[EXTRACT TO READ]:
______________________________
As a “Rantau-ers” (the one who left his/her hometown) Is not easy I think to live alone and organised things alone. We must manage our money, time, etc by ourselves. During Ramadhan especially, we must wake up at 3 a.m (fajr) to have our Sahoor (eating before fasting) by ourselves and prepare for our breakfasting at  6 p.m (sunset ).
Even if we live together in a boarding house, dormitory, or apartment the feel is still different. Why? For me there’s still like a feeling like…um missing home especially my mother, how she wake me up to have my sahoor, how my sisters and I discussing something, or just giggling because one of television program.
______________________________
[Entries pointing to named objects]:
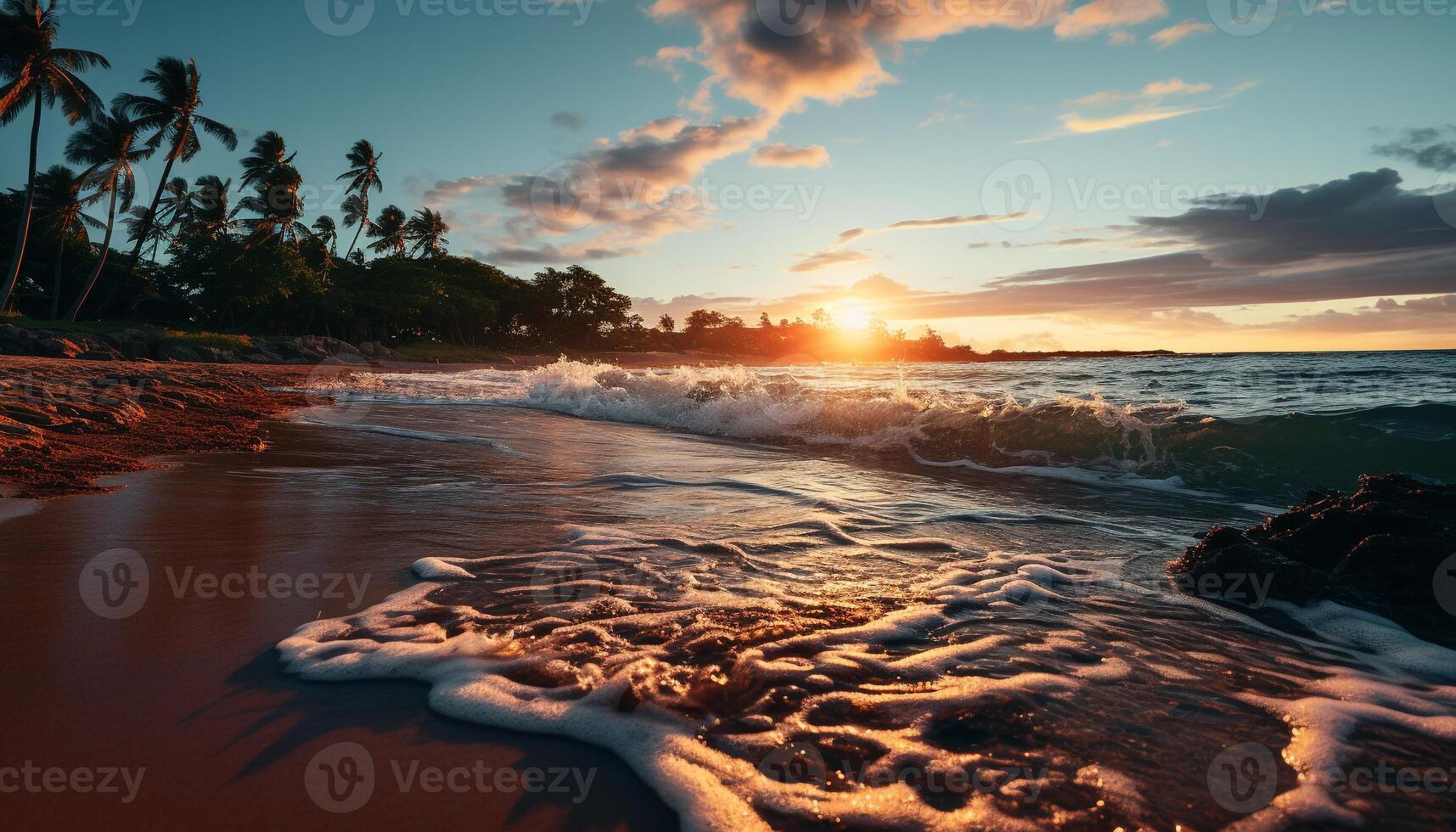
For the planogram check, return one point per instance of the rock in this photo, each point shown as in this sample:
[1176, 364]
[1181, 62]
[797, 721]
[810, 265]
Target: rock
[56, 347]
[132, 343]
[1382, 549]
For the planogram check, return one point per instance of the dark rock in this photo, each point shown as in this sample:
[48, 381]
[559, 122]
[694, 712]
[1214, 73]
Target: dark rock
[1380, 549]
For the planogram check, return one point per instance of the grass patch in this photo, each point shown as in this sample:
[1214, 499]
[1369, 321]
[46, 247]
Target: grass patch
[447, 353]
[217, 340]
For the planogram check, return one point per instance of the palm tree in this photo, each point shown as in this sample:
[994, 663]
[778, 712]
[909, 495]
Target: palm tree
[270, 154]
[356, 213]
[207, 211]
[363, 175]
[427, 229]
[63, 215]
[108, 144]
[173, 118]
[392, 229]
[278, 207]
[41, 73]
[328, 233]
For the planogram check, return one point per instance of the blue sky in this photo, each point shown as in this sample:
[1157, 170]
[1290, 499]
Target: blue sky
[930, 115]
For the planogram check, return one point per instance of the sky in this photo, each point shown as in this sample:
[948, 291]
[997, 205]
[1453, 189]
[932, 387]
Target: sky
[1014, 174]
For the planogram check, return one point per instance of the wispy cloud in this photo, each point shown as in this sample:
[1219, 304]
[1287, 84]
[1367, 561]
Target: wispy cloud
[1178, 31]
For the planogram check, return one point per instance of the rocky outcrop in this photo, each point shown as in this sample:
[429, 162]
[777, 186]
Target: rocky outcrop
[66, 423]
[1385, 548]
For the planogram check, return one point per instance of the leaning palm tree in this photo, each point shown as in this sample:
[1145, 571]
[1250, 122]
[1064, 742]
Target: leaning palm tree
[173, 118]
[362, 175]
[392, 229]
[427, 231]
[278, 209]
[108, 144]
[63, 216]
[268, 156]
[356, 213]
[328, 233]
[209, 209]
[41, 73]
[143, 228]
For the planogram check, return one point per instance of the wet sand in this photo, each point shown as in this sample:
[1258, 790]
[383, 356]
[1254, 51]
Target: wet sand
[189, 687]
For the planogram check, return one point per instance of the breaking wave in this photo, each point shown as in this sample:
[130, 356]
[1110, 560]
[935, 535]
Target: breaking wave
[1162, 443]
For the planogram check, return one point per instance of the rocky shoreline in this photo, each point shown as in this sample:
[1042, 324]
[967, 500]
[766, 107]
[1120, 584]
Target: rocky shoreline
[150, 344]
[66, 423]
[1382, 548]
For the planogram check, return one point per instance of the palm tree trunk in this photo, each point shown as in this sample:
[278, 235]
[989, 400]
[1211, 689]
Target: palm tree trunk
[356, 242]
[56, 292]
[105, 250]
[24, 232]
[146, 226]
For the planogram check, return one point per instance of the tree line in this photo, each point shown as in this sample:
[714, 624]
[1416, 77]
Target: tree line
[224, 256]
[240, 256]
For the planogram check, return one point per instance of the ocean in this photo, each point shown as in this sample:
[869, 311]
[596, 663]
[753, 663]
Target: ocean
[902, 596]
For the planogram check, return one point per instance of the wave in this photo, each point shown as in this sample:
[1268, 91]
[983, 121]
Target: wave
[1087, 437]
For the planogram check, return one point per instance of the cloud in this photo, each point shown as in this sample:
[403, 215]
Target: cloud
[568, 120]
[1101, 15]
[827, 258]
[951, 222]
[835, 60]
[1178, 31]
[1144, 107]
[784, 155]
[1430, 148]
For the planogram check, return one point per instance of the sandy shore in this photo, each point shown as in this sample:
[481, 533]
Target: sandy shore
[65, 424]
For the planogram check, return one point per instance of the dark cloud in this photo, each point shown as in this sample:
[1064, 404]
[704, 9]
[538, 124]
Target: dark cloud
[1430, 148]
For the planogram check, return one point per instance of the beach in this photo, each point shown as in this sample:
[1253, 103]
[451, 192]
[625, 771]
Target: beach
[745, 598]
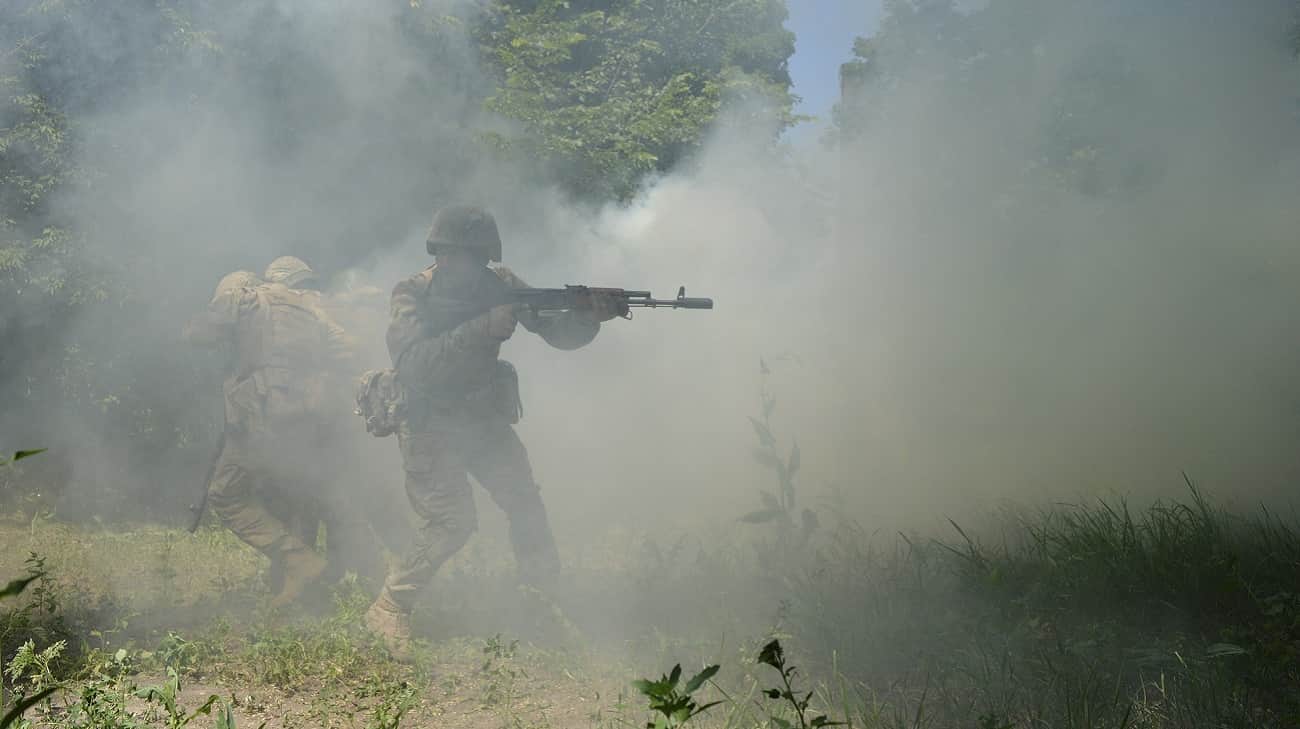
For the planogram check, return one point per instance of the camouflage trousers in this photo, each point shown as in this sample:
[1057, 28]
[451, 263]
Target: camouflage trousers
[277, 504]
[438, 455]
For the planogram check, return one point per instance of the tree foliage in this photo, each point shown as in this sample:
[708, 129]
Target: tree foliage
[606, 91]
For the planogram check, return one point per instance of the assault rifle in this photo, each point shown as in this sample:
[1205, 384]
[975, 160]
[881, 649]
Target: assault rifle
[580, 298]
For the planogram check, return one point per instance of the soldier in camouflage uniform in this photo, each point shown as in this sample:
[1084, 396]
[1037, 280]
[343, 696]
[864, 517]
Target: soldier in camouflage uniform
[460, 404]
[291, 361]
[193, 333]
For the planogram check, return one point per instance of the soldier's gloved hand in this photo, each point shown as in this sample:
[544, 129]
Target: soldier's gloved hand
[501, 321]
[603, 307]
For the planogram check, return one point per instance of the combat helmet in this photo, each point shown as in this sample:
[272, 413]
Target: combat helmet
[464, 226]
[289, 270]
[235, 280]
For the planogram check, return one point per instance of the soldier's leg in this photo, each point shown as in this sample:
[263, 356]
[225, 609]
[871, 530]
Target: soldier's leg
[239, 504]
[438, 489]
[501, 464]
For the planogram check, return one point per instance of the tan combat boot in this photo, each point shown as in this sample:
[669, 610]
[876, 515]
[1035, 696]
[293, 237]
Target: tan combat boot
[391, 624]
[302, 568]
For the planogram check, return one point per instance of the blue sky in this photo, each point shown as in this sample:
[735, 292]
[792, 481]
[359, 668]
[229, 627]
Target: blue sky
[824, 31]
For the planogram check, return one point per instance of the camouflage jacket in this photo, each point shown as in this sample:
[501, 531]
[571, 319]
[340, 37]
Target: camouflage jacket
[286, 347]
[440, 358]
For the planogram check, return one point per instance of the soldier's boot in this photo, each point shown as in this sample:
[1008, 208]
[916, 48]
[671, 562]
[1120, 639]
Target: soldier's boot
[302, 568]
[388, 620]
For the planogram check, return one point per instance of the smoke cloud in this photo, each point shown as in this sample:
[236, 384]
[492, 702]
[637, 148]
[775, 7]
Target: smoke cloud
[953, 311]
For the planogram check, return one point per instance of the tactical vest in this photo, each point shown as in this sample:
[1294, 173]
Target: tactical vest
[499, 396]
[285, 355]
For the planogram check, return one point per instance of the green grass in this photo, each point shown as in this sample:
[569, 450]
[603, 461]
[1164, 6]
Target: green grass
[1097, 615]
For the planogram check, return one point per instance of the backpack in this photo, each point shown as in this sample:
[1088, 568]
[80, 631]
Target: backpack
[380, 402]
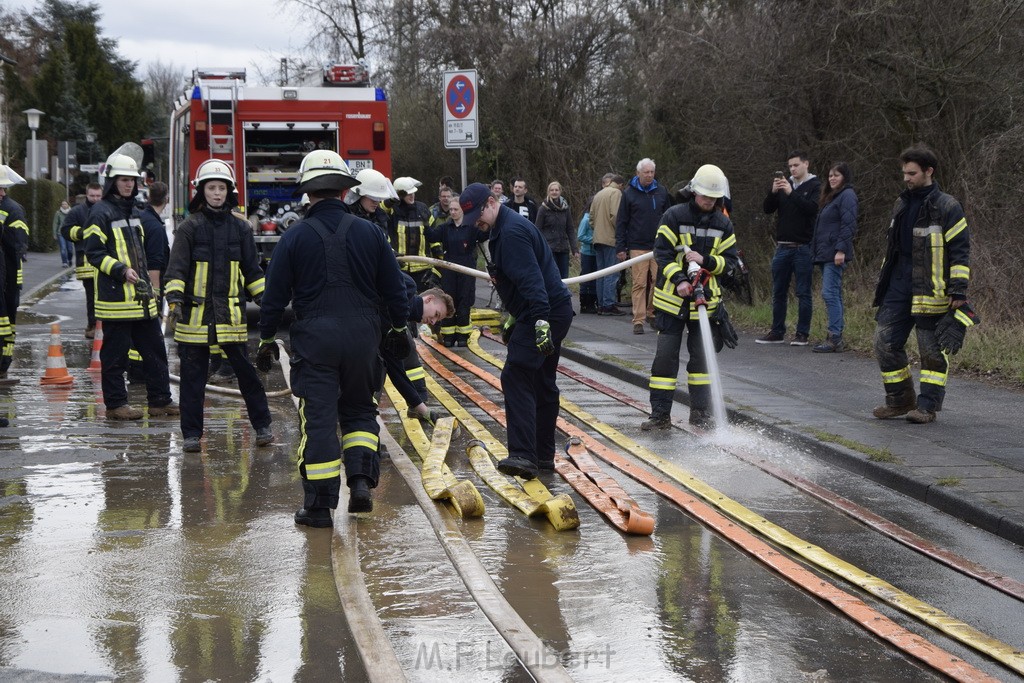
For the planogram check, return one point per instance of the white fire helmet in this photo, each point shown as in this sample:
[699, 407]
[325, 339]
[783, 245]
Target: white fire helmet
[407, 184]
[710, 181]
[374, 184]
[121, 165]
[214, 169]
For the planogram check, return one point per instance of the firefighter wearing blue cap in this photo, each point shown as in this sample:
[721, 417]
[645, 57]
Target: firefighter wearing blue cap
[335, 269]
[540, 314]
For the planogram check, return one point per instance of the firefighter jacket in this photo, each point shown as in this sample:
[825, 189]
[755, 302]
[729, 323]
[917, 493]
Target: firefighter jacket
[73, 229]
[213, 268]
[940, 254]
[412, 232]
[114, 243]
[523, 269]
[13, 239]
[709, 233]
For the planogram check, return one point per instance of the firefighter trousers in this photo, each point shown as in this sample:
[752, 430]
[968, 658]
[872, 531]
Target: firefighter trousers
[530, 391]
[463, 291]
[335, 372]
[195, 361]
[665, 369]
[894, 325]
[145, 336]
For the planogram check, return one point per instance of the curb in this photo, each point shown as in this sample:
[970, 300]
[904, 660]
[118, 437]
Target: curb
[29, 298]
[964, 507]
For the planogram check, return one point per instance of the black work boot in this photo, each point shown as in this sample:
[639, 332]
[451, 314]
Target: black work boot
[701, 418]
[358, 495]
[656, 421]
[898, 402]
[316, 517]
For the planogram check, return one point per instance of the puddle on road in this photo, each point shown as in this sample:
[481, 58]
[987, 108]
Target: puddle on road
[147, 563]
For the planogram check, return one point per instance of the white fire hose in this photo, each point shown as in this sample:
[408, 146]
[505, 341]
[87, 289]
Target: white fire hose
[568, 281]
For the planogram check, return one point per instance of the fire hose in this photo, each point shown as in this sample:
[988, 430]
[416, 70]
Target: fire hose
[438, 263]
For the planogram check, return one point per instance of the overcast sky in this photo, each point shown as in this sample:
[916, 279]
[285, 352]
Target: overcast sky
[199, 33]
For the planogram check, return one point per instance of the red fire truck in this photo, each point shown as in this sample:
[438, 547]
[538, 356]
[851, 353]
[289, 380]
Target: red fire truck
[264, 131]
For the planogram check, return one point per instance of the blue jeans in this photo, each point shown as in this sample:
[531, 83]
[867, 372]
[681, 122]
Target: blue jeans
[605, 255]
[832, 293]
[790, 261]
[67, 250]
[562, 261]
[588, 291]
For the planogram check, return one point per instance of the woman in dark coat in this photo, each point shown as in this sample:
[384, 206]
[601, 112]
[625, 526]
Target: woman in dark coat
[832, 248]
[555, 222]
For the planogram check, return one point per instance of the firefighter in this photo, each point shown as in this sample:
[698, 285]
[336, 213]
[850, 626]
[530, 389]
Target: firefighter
[124, 295]
[335, 269]
[213, 266]
[460, 242]
[13, 244]
[407, 374]
[74, 230]
[923, 286]
[412, 232]
[697, 231]
[541, 312]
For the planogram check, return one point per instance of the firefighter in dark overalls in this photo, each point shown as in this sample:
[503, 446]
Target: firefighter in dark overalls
[407, 374]
[460, 242]
[334, 268]
[213, 267]
[541, 308]
[125, 301]
[13, 244]
[413, 232]
[74, 229]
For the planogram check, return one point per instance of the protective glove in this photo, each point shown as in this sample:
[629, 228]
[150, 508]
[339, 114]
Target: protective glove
[507, 327]
[266, 354]
[951, 329]
[721, 329]
[542, 335]
[398, 342]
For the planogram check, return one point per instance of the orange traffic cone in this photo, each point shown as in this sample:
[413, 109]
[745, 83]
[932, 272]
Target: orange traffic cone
[56, 370]
[97, 343]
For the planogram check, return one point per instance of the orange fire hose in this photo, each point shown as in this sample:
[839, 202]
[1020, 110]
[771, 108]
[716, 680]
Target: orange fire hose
[601, 491]
[855, 608]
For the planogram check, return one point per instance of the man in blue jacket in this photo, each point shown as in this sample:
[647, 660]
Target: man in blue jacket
[541, 312]
[643, 204]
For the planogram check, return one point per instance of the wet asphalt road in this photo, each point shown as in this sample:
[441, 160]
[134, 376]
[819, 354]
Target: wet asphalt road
[124, 558]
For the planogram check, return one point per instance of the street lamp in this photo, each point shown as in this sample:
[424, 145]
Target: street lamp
[34, 115]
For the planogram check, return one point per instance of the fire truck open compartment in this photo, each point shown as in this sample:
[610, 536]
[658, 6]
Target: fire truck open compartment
[263, 132]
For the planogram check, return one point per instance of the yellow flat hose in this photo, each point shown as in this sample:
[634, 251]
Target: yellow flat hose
[442, 483]
[964, 633]
[463, 496]
[589, 480]
[534, 496]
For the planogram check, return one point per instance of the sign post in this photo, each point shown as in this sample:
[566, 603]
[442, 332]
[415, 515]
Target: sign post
[461, 124]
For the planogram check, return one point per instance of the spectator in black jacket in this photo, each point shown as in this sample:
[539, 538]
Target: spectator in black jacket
[522, 203]
[639, 216]
[555, 221]
[796, 200]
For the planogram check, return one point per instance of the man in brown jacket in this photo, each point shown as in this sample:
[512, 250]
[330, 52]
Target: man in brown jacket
[603, 210]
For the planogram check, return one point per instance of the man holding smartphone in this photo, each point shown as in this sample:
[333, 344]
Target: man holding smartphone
[796, 200]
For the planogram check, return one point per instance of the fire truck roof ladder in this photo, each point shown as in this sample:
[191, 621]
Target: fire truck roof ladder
[222, 98]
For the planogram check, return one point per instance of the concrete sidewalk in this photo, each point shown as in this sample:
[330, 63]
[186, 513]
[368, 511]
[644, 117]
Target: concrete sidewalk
______________________________
[PROBLEMS]:
**1)** Answer these about the passage on living away from home:
(a) What does the passage say a "Rantau-ers" is?
(b) At what time must one wake up for Sahoor?
(c) Whom does the writer miss most?
**2)** Reproduce the part of the passage on living away from home that opens with the words containing "Even if we live" and closes with "of television program.".
The records have no connection to the text.

[RESULTS OF THE TASKS]:
**1)**
(a) The one who left his/her hometown.
(b) 3 a.m.
(c) The writer's mother.

**2)**
Even if we live together in a boarding house, dormitory, or apartment the feel is still different. Why? For me there’s still like a feeling like…um missing home especially my mother, how she wake me up to have my sahoor, how my sisters and I discussing something, or just giggling because one of television program.